Text block:
__________________________________________________
Butalco To Begin Cellulosic Ethanol Production in Summer 2010 in Germany
24 February 2010
Butalco will use its proprietary new yeast technology to produce cellulosic ethanol from agricultural waste in a pilot plant in Southern Germany starting this summer. Butalco’s new microbial catalysts will enable up to 30% increased yields in cellulosic ethanol production, according to the company.
Butalco’s core technology is based on genetically optimized yeasts (Saccharomyces cerevisiae) which, unlike established yeasts, are able to ferment C5 sugars (xylose and arabinose) found in lignocellulosic biomass as well as C6 sugar (glucose). (Earlier post.)
Our new technology now tells the yeast cells to also ferment the C5 waste sugars into ethanol which makes the production of cellulosic ethanol much more efficient and cheaper. Together with the new commercially viable enzymes launched last week by the enzyme companies Danisco [earlier post] and Novozymes [earlier post], Butalco’s yeast technology will enable cellulosic ethanol as a competitive alternative to gasoline.
—Prof. Dr. Eckhard Boles, co-founder
Butalco will use Hohenheim University’s (Stuttgart, Germany) newly built pilot plant for the production of its first amounts of cellulosic ethanol. Last year, Butalco signed a research and development contract with the Institute of Fermentation Technology within the Department of Food Science and Biotechnology at Hohenheim University, which has been investigating the production of bioethanol for almost 30 years.
Hohenheim University is closely cooperating with the Institute of Molecular Biosciences at Frankfurt University (headed by Dr. Boles), which has been successfully working together with Butalco on a number of projects for the past 2 years. The pilot plant allows both starch and lignocellulosic-based raw materials to be processed.
Butalco is also working together with partners to develop an integrated lignocellulose-based bioethanol/biobutanol production process. The development covers the whole process chain including all production steps from lignocellulose hydrolysis to downstream processing.
At the 27th International Specialized Symposium on Yeasts in Paris in August 2009, Boles presented yeasts that Butalco scientists successfully modified to produce biobutanol instead of bioethanol.
If they can produce cellulosic ethanol that is significantly cheaper than regular gas in Europe, it will be great for that continent - which is held hostage by astronomical taxes on petroleum fuel...basically like a giant across the board tax cut for everyone as prices for everything that is produced with petrol or transported with petrol come down.
__________________________________________________
Collected data:
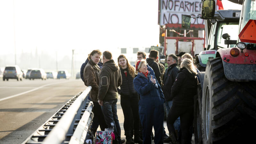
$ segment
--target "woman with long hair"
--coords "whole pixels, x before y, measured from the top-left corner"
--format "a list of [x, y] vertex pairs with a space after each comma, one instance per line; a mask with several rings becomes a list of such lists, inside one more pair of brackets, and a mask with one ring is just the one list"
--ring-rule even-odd
[[147, 66], [147, 62], [143, 59], [135, 62], [138, 75], [133, 80], [134, 88], [140, 98], [139, 112], [142, 127], [143, 143], [151, 143], [154, 126], [155, 143], [163, 144], [165, 99], [161, 85], [156, 77], [150, 75]]
[[194, 96], [196, 93], [198, 80], [196, 70], [193, 62], [188, 59], [183, 60], [176, 79], [172, 87], [173, 101], [166, 121], [167, 127], [172, 143], [179, 143], [175, 134], [173, 123], [180, 117], [182, 132], [181, 144], [191, 143], [189, 127], [192, 125], [194, 113]]
[[[139, 117], [139, 96], [134, 89], [133, 81], [135, 77], [135, 69], [131, 66], [125, 56], [121, 54], [117, 58], [118, 65], [120, 68], [122, 76], [122, 84], [121, 89], [118, 89], [121, 95], [121, 104], [124, 120], [124, 128], [127, 144], [134, 142], [142, 144], [143, 141], [140, 135], [140, 119]], [[131, 111], [131, 109], [132, 110]], [[132, 114], [131, 113], [132, 112]], [[133, 116], [134, 123], [131, 120], [131, 116]], [[132, 141], [131, 134], [131, 127], [134, 125], [134, 140]], [[132, 133], [133, 133], [132, 132]]]

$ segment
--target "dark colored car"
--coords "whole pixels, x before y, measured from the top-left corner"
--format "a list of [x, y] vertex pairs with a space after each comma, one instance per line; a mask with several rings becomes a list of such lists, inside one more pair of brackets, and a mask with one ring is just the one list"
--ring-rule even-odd
[[80, 77], [80, 72], [78, 72], [76, 73], [76, 79], [79, 79], [81, 78]]
[[20, 67], [17, 66], [6, 66], [3, 74], [3, 80], [8, 81], [9, 79], [16, 79], [22, 80], [23, 73]]
[[28, 71], [27, 71], [26, 73], [26, 79], [29, 78], [29, 74], [31, 72], [31, 69], [28, 69]]
[[42, 69], [33, 69], [31, 71], [29, 74], [29, 79], [34, 80], [37, 79], [46, 80], [46, 73]]

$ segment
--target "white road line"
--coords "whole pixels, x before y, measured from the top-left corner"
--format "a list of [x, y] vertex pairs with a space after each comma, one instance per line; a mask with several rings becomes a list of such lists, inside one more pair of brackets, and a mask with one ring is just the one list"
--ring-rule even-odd
[[[28, 89], [36, 88], [37, 87], [11, 87], [7, 86], [0, 87], [0, 89]], [[80, 89], [85, 88], [85, 87], [44, 87], [42, 88], [47, 89], [49, 88], [54, 89]]]
[[28, 92], [33, 92], [35, 91], [36, 91], [36, 90], [38, 90], [38, 89], [40, 89], [46, 86], [48, 86], [48, 85], [52, 85], [53, 84], [61, 84], [62, 83], [67, 83], [68, 82], [70, 82], [71, 81], [65, 81], [64, 82], [57, 82], [56, 83], [53, 83], [52, 84], [45, 84], [44, 85], [42, 85], [42, 86], [39, 86], [39, 87], [37, 87], [36, 88], [35, 88], [34, 89], [32, 89], [32, 90], [29, 90], [29, 91], [26, 91], [26, 92], [21, 92], [21, 93], [20, 93], [18, 94], [15, 94], [14, 95], [13, 95], [11, 96], [9, 96], [8, 97], [6, 97], [6, 98], [3, 98], [3, 99], [0, 99], [0, 101], [2, 101], [2, 100], [7, 100], [8, 99], [11, 99], [11, 98], [14, 98], [14, 97], [16, 97], [18, 96], [19, 96], [20, 95], [22, 95], [22, 94], [25, 94], [25, 93], [28, 93]]

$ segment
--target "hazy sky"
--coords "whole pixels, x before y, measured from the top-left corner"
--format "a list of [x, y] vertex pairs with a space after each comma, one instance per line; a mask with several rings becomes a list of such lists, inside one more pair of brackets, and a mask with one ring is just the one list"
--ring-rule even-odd
[[[241, 5], [222, 1], [224, 9]], [[0, 55], [49, 52], [78, 57], [93, 49], [159, 43], [158, 1], [0, 0]], [[15, 39], [14, 40], [14, 36]]]

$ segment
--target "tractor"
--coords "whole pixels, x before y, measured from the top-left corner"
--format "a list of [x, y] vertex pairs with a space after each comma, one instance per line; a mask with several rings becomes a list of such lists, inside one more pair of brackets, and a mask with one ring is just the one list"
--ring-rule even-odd
[[[256, 128], [256, 3], [252, 0], [228, 0], [243, 5], [239, 25], [236, 29], [222, 33], [224, 27], [219, 26], [215, 29], [220, 34], [216, 35], [216, 30], [210, 34], [210, 39], [212, 37], [217, 39], [217, 41], [213, 41], [216, 43], [214, 48], [218, 48], [214, 50], [217, 50], [216, 57], [208, 59], [205, 71], [198, 74], [201, 83], [194, 97], [196, 143], [254, 143], [253, 132]], [[215, 5], [213, 0], [204, 0], [202, 18], [212, 21]], [[237, 40], [230, 40], [230, 36], [233, 36], [236, 30]], [[227, 46], [220, 45], [219, 40], [224, 41]], [[209, 50], [212, 48], [211, 41]]]

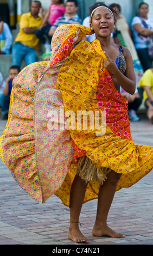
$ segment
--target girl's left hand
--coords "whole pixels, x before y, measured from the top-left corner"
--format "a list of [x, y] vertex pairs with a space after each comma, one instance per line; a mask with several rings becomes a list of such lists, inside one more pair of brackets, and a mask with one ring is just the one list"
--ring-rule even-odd
[[104, 58], [104, 67], [107, 70], [110, 71], [112, 74], [115, 71], [116, 69], [117, 68], [117, 66], [115, 63], [115, 62], [110, 59], [109, 55], [106, 52], [104, 52], [107, 60], [105, 59]]
[[79, 34], [80, 34], [80, 29], [78, 29], [78, 31], [76, 31], [76, 33], [75, 33], [75, 38], [74, 38], [73, 39], [73, 42], [74, 42], [74, 44], [75, 44], [77, 41], [78, 41], [78, 39], [79, 39]]

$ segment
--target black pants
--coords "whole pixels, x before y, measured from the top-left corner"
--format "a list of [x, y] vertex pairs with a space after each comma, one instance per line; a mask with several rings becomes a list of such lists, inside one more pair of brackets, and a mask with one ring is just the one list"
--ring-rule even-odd
[[149, 57], [148, 48], [137, 49], [137, 52], [144, 72], [152, 68], [152, 60]]

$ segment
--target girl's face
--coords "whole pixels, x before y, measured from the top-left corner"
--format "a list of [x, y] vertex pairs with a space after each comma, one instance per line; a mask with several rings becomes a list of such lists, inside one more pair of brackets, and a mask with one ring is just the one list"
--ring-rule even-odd
[[143, 4], [139, 9], [139, 15], [142, 17], [145, 17], [147, 15], [148, 13], [148, 7], [146, 4]]
[[106, 8], [99, 8], [93, 13], [91, 27], [93, 28], [96, 38], [110, 36], [113, 32], [115, 21], [111, 13]]
[[53, 4], [57, 4], [58, 3], [59, 3], [59, 0], [52, 0], [52, 3]]

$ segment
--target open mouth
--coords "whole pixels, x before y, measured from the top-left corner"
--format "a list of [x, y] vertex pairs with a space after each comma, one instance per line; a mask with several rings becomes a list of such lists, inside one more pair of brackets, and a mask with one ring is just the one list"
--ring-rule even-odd
[[107, 26], [101, 26], [101, 27], [100, 28], [100, 29], [103, 31], [107, 30], [107, 29], [108, 27]]

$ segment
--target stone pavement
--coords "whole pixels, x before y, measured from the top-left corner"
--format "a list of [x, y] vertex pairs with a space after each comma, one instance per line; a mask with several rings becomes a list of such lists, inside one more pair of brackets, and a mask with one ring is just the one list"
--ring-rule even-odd
[[[5, 124], [0, 120], [1, 133]], [[153, 146], [153, 125], [145, 117], [131, 122], [131, 132], [136, 144]], [[152, 180], [153, 171], [115, 194], [108, 224], [124, 234], [124, 239], [93, 236], [97, 201], [85, 204], [80, 216], [85, 224], [80, 228], [88, 245], [153, 245]], [[17, 185], [0, 160], [0, 245], [76, 245], [67, 239], [69, 221], [69, 209], [60, 199], [53, 196], [37, 204]]]

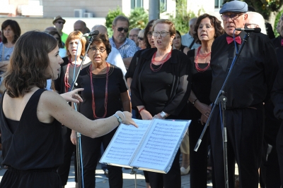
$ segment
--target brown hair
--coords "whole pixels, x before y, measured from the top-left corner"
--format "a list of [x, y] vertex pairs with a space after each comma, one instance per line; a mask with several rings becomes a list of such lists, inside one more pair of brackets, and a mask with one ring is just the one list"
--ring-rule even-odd
[[5, 37], [4, 34], [4, 30], [7, 27], [8, 25], [10, 25], [11, 28], [12, 29], [13, 34], [15, 35], [13, 37], [13, 40], [12, 41], [13, 44], [15, 44], [15, 42], [17, 41], [18, 37], [21, 36], [21, 27], [20, 25], [18, 25], [18, 23], [12, 20], [6, 20], [4, 23], [2, 23], [2, 25], [1, 26], [1, 30], [2, 30], [2, 33], [1, 34], [1, 37], [2, 37], [2, 42], [3, 44], [7, 43], [7, 39]]
[[108, 56], [109, 54], [110, 54], [110, 52], [111, 52], [111, 45], [109, 42], [108, 35], [105, 34], [100, 33], [100, 34], [98, 34], [98, 35], [94, 35], [93, 37], [93, 40], [91, 44], [103, 43], [104, 46], [105, 46], [107, 55]]
[[154, 25], [152, 25], [152, 30], [154, 30], [154, 27], [158, 23], [166, 23], [169, 25], [170, 36], [176, 35], [176, 29], [175, 28], [174, 23], [168, 19], [159, 19], [154, 21]]
[[81, 54], [77, 54], [77, 55], [80, 56], [83, 56], [84, 54], [86, 54], [86, 39], [85, 37], [81, 37], [82, 36], [83, 36], [83, 33], [80, 31], [74, 31], [69, 35], [68, 37], [66, 39], [66, 43], [65, 43], [67, 54], [69, 58], [71, 57], [71, 54], [68, 50], [69, 43], [70, 43], [70, 42], [74, 39], [80, 39], [80, 42], [81, 44]]
[[57, 46], [55, 38], [43, 32], [27, 32], [18, 38], [4, 73], [6, 92], [11, 97], [23, 96], [35, 86], [46, 87], [50, 78], [46, 74], [48, 54]]
[[204, 13], [200, 15], [199, 18], [197, 18], [197, 22], [195, 25], [195, 30], [194, 30], [195, 32], [192, 34], [192, 37], [195, 38], [195, 42], [197, 44], [202, 44], [201, 41], [200, 40], [197, 36], [197, 29], [199, 28], [200, 22], [206, 18], [209, 18], [211, 25], [214, 27], [214, 32], [215, 32], [214, 39], [217, 38], [218, 37], [222, 35], [224, 33], [224, 30], [221, 25], [221, 22], [219, 20], [218, 20], [217, 18], [207, 13]]
[[147, 34], [150, 32], [149, 28], [152, 27], [155, 20], [150, 20], [147, 23], [146, 27], [144, 28], [144, 42], [146, 42], [146, 49], [150, 49], [151, 47], [151, 46], [149, 44], [149, 39], [147, 39]]

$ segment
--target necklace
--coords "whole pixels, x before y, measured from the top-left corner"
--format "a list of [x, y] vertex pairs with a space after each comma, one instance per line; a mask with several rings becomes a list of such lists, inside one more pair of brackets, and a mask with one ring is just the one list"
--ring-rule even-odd
[[[66, 69], [66, 73], [65, 73], [65, 76], [64, 77], [64, 82], [65, 83], [65, 93], [68, 92], [69, 91], [69, 88], [71, 87], [71, 85], [69, 84], [69, 69], [70, 67], [70, 64], [74, 65], [73, 63], [71, 63], [71, 58], [69, 58], [69, 63], [68, 65], [67, 66], [67, 69]], [[80, 65], [76, 65], [76, 67], [79, 67]]]
[[[165, 62], [166, 62], [166, 61], [171, 57], [171, 54], [172, 54], [172, 50], [171, 50], [168, 54], [167, 54], [167, 56], [166, 56], [166, 57], [165, 58], [165, 59], [161, 60], [161, 61], [156, 61], [156, 60], [154, 60], [155, 57], [156, 56], [156, 52], [154, 53], [154, 56], [152, 56], [151, 62], [151, 63], [150, 63], [150, 68], [151, 69], [151, 70], [154, 71], [154, 72], [157, 72], [157, 71], [158, 71], [159, 70], [161, 70], [161, 68], [162, 68], [162, 65], [163, 65], [163, 63], [164, 63]], [[158, 65], [160, 65], [160, 66], [159, 66], [158, 68], [156, 68], [156, 69], [154, 69], [154, 68], [153, 68], [153, 66], [152, 66], [152, 65], [153, 65], [154, 63], [160, 63], [160, 64]]]
[[93, 111], [93, 118], [96, 119], [104, 118], [107, 114], [107, 101], [108, 100], [108, 73], [109, 73], [109, 68], [108, 63], [106, 63], [107, 69], [106, 69], [106, 84], [105, 84], [105, 98], [104, 99], [104, 115], [101, 118], [96, 116], [96, 101], [94, 99], [94, 93], [93, 93], [93, 77], [91, 73], [91, 68], [92, 64], [89, 66], [89, 74], [91, 75], [91, 93], [92, 93], [92, 107]]
[[206, 55], [200, 54], [200, 51], [201, 47], [202, 47], [202, 46], [200, 46], [200, 47], [198, 48], [197, 52], [197, 56], [196, 56], [195, 60], [195, 68], [197, 69], [197, 71], [199, 72], [199, 73], [203, 73], [203, 72], [204, 72], [205, 70], [207, 70], [207, 68], [209, 68], [209, 67], [210, 66], [210, 60], [209, 60], [209, 62], [208, 62], [207, 66], [206, 66], [206, 67], [204, 68], [200, 68], [199, 63], [197, 63], [197, 59], [198, 59], [198, 58], [200, 58], [200, 59], [204, 59], [204, 58], [207, 58], [209, 56], [210, 56], [210, 54], [212, 54], [212, 52], [209, 52], [209, 54], [206, 54]]

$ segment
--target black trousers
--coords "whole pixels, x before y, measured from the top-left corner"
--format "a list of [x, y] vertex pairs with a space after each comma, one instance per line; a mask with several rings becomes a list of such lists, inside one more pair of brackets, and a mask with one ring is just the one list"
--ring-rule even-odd
[[180, 188], [181, 173], [180, 171], [180, 149], [178, 149], [172, 167], [167, 174], [148, 172], [151, 188]]
[[[83, 166], [83, 183], [85, 188], [96, 187], [96, 170], [100, 158], [101, 143], [104, 151], [110, 142], [116, 129], [108, 134], [95, 139], [81, 135], [81, 150]], [[123, 177], [121, 167], [108, 165], [109, 187], [122, 188]]]
[[277, 150], [279, 165], [280, 168], [281, 185], [283, 187], [283, 125], [282, 124], [281, 124], [277, 137], [276, 147]]
[[207, 188], [208, 146], [210, 144], [209, 126], [207, 127], [197, 151], [195, 146], [202, 134], [204, 125], [192, 120], [189, 127], [190, 173], [191, 188]]
[[64, 163], [62, 164], [58, 168], [58, 174], [60, 176], [62, 184], [63, 186], [67, 184], [68, 181], [69, 173], [70, 171], [71, 158], [74, 153], [74, 167], [75, 167], [75, 181], [77, 180], [77, 164], [76, 164], [76, 146], [71, 142], [71, 130], [66, 126], [62, 127], [62, 130], [63, 138], [63, 148], [64, 148]]
[[[216, 107], [217, 108], [217, 107]], [[235, 186], [235, 159], [238, 163], [241, 188], [258, 188], [264, 130], [263, 107], [226, 111], [229, 188]], [[222, 131], [219, 110], [210, 121], [213, 187], [225, 187]]]

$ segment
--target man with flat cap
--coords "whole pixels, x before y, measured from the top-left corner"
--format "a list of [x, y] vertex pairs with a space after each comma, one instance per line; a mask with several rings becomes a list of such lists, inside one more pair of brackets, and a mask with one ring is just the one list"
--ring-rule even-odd
[[62, 32], [64, 25], [65, 24], [66, 20], [64, 20], [61, 15], [57, 15], [54, 18], [53, 25], [55, 25], [56, 29], [57, 30], [59, 34], [61, 35], [61, 40], [66, 43], [67, 38], [68, 38], [68, 35]]
[[[236, 51], [246, 34], [244, 28], [248, 5], [233, 1], [223, 5], [219, 13], [225, 34], [214, 40], [210, 66], [212, 70], [210, 100], [214, 102], [230, 70]], [[235, 39], [233, 33], [235, 32]], [[238, 163], [240, 187], [258, 187], [263, 139], [263, 102], [270, 92], [277, 66], [275, 49], [262, 33], [251, 32], [235, 63], [226, 87], [225, 123], [227, 130], [229, 187], [234, 187], [235, 160]], [[218, 105], [218, 104], [216, 104]], [[213, 162], [213, 186], [225, 187], [222, 140], [222, 111], [216, 106], [209, 123]]]

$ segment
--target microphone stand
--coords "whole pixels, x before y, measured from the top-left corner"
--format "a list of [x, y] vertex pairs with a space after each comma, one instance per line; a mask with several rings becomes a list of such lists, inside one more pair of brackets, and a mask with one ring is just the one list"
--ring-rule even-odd
[[225, 111], [226, 111], [226, 104], [227, 101], [227, 98], [224, 96], [225, 94], [224, 89], [226, 87], [226, 84], [227, 83], [227, 81], [230, 77], [231, 73], [232, 72], [232, 70], [234, 67], [234, 65], [236, 62], [238, 61], [238, 58], [240, 56], [241, 52], [242, 51], [242, 49], [243, 48], [243, 46], [245, 45], [246, 42], [248, 41], [248, 38], [250, 37], [250, 33], [247, 32], [245, 35], [244, 39], [243, 39], [243, 42], [240, 46], [240, 49], [238, 51], [236, 54], [236, 56], [233, 59], [232, 63], [230, 67], [230, 70], [228, 72], [227, 76], [224, 80], [224, 82], [223, 83], [223, 85], [221, 87], [221, 89], [220, 89], [219, 92], [218, 93], [218, 95], [216, 96], [216, 99], [215, 99], [214, 103], [213, 104], [214, 105], [212, 106], [212, 109], [210, 112], [209, 116], [207, 118], [207, 123], [205, 123], [204, 127], [202, 130], [202, 132], [195, 144], [194, 151], [197, 151], [197, 149], [200, 145], [200, 143], [202, 142], [202, 137], [205, 133], [205, 131], [207, 128], [207, 126], [209, 125], [210, 120], [212, 119], [213, 112], [215, 110], [215, 108], [216, 106], [219, 105], [221, 108], [222, 111], [222, 125], [223, 125], [223, 129], [222, 129], [222, 139], [223, 139], [223, 154], [224, 154], [224, 179], [225, 179], [225, 188], [229, 187], [229, 176], [228, 176], [228, 160], [227, 160], [227, 131], [226, 131], [226, 118], [225, 118]]
[[[76, 80], [79, 77], [79, 73], [81, 72], [81, 67], [83, 66], [83, 62], [86, 60], [86, 54], [88, 51], [89, 46], [91, 46], [91, 44], [93, 43], [93, 37], [91, 37], [91, 38], [88, 40], [88, 46], [86, 48], [86, 54], [83, 56], [83, 60], [81, 61], [81, 65], [80, 65], [80, 67], [79, 68], [78, 73], [76, 74], [75, 80], [73, 80], [73, 82], [71, 83], [70, 88], [69, 88], [68, 92], [71, 92], [74, 89], [74, 86], [75, 85], [75, 83], [76, 82]], [[81, 188], [81, 185], [82, 185], [82, 178], [81, 178], [81, 177], [83, 175], [81, 174], [81, 139], [80, 139], [81, 133], [76, 132], [76, 165], [77, 165], [76, 170], [77, 170], [79, 188]]]

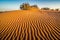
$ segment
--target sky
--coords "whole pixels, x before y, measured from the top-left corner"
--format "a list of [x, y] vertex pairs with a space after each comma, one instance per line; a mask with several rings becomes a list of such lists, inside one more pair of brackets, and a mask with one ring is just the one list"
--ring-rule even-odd
[[39, 8], [60, 8], [60, 0], [0, 0], [0, 11], [19, 10], [22, 3], [35, 4]]

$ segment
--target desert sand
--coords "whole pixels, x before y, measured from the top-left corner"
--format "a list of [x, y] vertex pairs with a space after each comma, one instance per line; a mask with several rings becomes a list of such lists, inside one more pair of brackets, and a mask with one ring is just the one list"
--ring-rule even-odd
[[0, 13], [0, 40], [60, 40], [60, 12], [31, 9]]

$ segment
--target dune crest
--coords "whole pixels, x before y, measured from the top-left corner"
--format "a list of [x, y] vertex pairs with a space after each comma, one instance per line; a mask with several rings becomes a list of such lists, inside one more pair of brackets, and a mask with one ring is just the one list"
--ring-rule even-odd
[[[58, 15], [58, 16], [57, 16]], [[0, 14], [1, 40], [60, 40], [60, 13], [39, 9]]]

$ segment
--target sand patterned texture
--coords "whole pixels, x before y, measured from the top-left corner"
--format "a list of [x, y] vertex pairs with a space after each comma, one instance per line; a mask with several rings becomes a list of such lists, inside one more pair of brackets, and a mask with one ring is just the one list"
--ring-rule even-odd
[[60, 40], [60, 12], [36, 9], [0, 13], [0, 40]]

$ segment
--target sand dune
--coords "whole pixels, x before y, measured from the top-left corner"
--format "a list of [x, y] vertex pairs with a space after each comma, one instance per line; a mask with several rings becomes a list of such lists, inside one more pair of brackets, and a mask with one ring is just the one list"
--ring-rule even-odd
[[60, 40], [60, 13], [17, 10], [0, 14], [1, 40]]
__________________________________________________
Task item: From the article about Butalco's cellulosic ethanol plans, set down everything from "Hohenheim University is" down to "to downstream processing.", word for word.

Answer to this exercise:
Hohenheim University is closely cooperating with the Institute of Molecular Biosciences at Frankfurt University (headed by Dr. Boles), which has been successfully working together with Butalco on a number of projects for the past 2 years. The pilot plant allows both starch and lignocellulosic-based raw materials to be processed.
Butalco is also working together with partners to develop an integrated lignocellulose-based bioethanol/biobutanol production process. The development covers the whole process chain including all production steps from lignocellulose hydrolysis to downstream processing.